# snowbear emergency winch handle



## ranger88den (Sep 4, 2007)

I recently purchased a Geo Tracker with a snowbear plow. I didn't come with a safety hook or a emergency manual winch crank handle. I found the dimensions for the safety hook on another thread but need the rod diameter and dimensions for the crank handle. Thanks in advance.


----------



## ranger88den (Sep 4, 2007)

Any help out there?


----------



## plowguy43 (Jan 2, 2008)

I had a snowbear for 2 years and never used the emergency handle. If the winch broke I used a 1500 ATV winch I bought from Walmart for $70- master lock was the name. The only thing that broke on those were the cables, then the spools because of ice build up.


----------



## revtoyota (Oct 17, 2009)

i have a snow bear on my turbo toyota pickup for 5 years now and havn't had the winch die yet. as for the lift strap that lasted 2 weeks just replaced it with polly rope. your best bet for the handle is to just contact snowbear.


----------



## whiteowl (Nov 21, 2006)

ranger88den;844282 said:


> I recently purchased a Geo Tracker with a snowbear plow. I didn't come with a safety hook or a emergency manual winch crank handle. I found the dimensions for the safety hook on another thread but need the rod diameter and dimensions for the crank handle. Thanks in advance.


I have a Winterwolf plow made by Snowbear. I have a winch handle in my Jeep. I will take the dimensions of of it and get back to you. I think the Snowbear and Winterwolf use the same motor winch handle. Have patience, give me a day ot two.

Whiteowl


----------



## ranger88den (Sep 4, 2007)

Plowguy & revtoy, thanks for the input but I like to be prepared for the worst. whiteowl, thank you for taking the time to get the dimensions. Dave


----------



## revtoyota (Oct 17, 2009)

not a problem man. The reason I would get ahold of snowbear is the handle If i remember right is only 25 bucks.


----------



## whiteowl (Nov 21, 2006)

Did you get my private message?? I have a drawing with the dim's for you I can email or post office mail to you. Do yoy still need it?? I hope Snowbear doesn't sue me for copyright infringement.....

Whiteowl


----------



## ranger88den (Sep 4, 2007)

whiteowl, Could you please email the dimensions/drawing to me at
[email protected]
Thanks for your help, Dave


----------



## dougiu (Nov 9, 2009)

I just installed my 82" plow but it didn't come with a winch handle. It also wasn't mentioned anywhere in the manual. Should it have come with one?
Mine had the safety hook.

By the way....I bought mine at Lowes for $999US. sent to the store. Anyone interested in the 82" model might want to check them out. I think they made a mistake as their website said something like $1500 but I wasn't telling them that.
That was as cheap as the snowblower I was looking at.


----------



## revtoyota (Oct 17, 2009)

yeah on the side of the motor there should be a hole for the handle to go in. so if the motor craps out you can get the plow up.


----------



## bradman0087 (Oct 26, 2007)

can some one with the dimencions/drawing of the emergency winch handle email it to me? I would rather be safe than sorry.

[email protected]


----------



## ranger88den (Sep 4, 2007)

bradman0087;884683 said:


> can some one with the dimencions/drawing of the emergency winch handle email it to me? I would rather be safe than sorry.
> 
> [email protected]


whiteowl, emailed me this nicely detailed drawing on which I based my construction. Good luck
P.S. Make sure that the flat at the end, that fits into the winch, is centered.


----------

*Data block*:
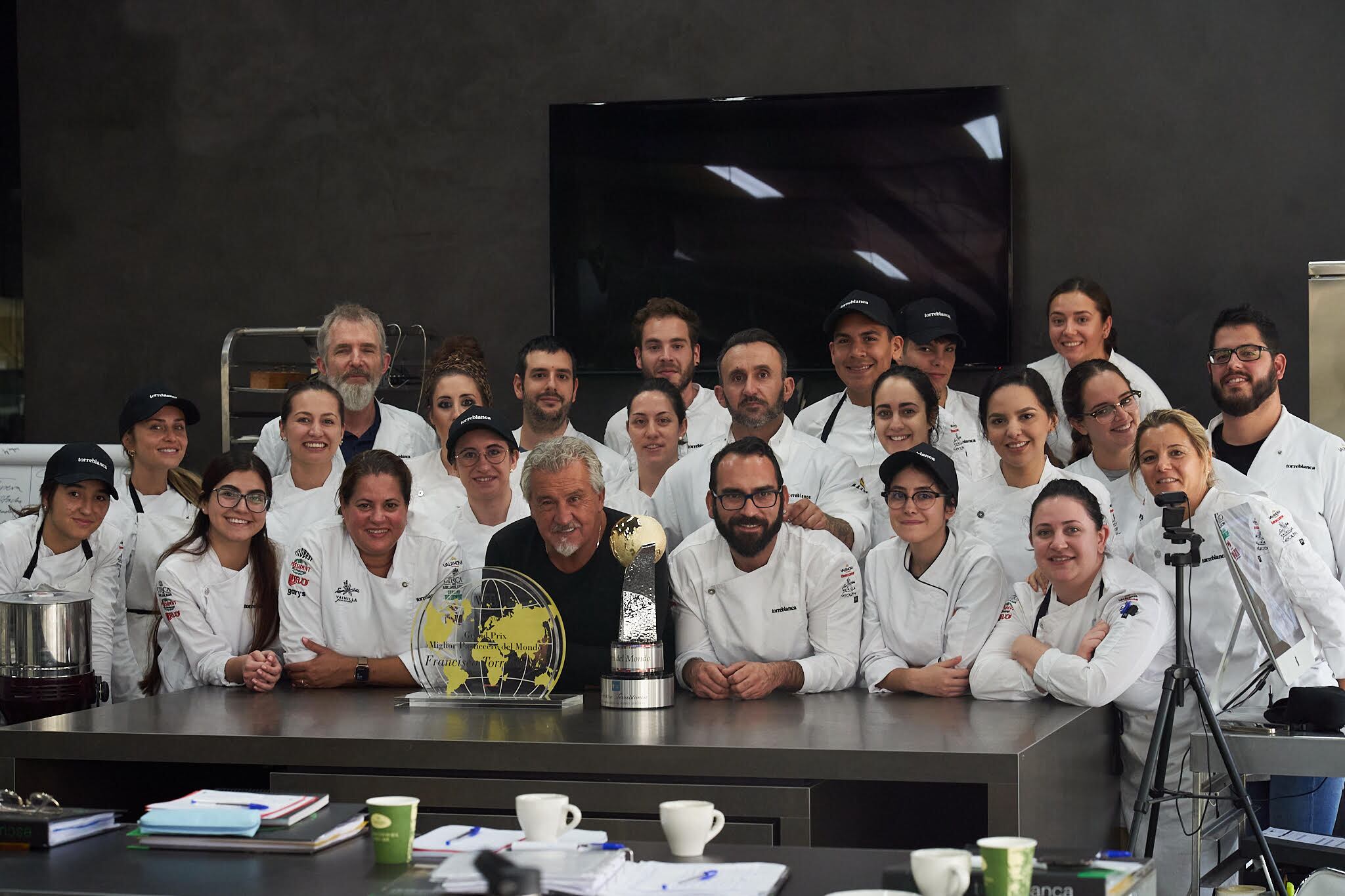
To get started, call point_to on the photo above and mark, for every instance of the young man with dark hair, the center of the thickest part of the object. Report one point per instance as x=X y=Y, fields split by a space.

*Exercise description*:
From the forum thread on the snowbear emergency winch handle, reproduce verbatim the passage that opens with the words containing "whiteowl, Could you" and closes with "the safety hook.".

*Finished exercise*:
whiteowl, Could you please email the dimensions/drawing to me at
[email protected]
Thanks for your help, Dave


----------



## dougiu (Nov 9, 2009)

I just installed my 82" plow but it didn't come with a winch handle. It also wasn't mentioned anywhere in the manual. Should it have come with one?
Mine had the safety hook.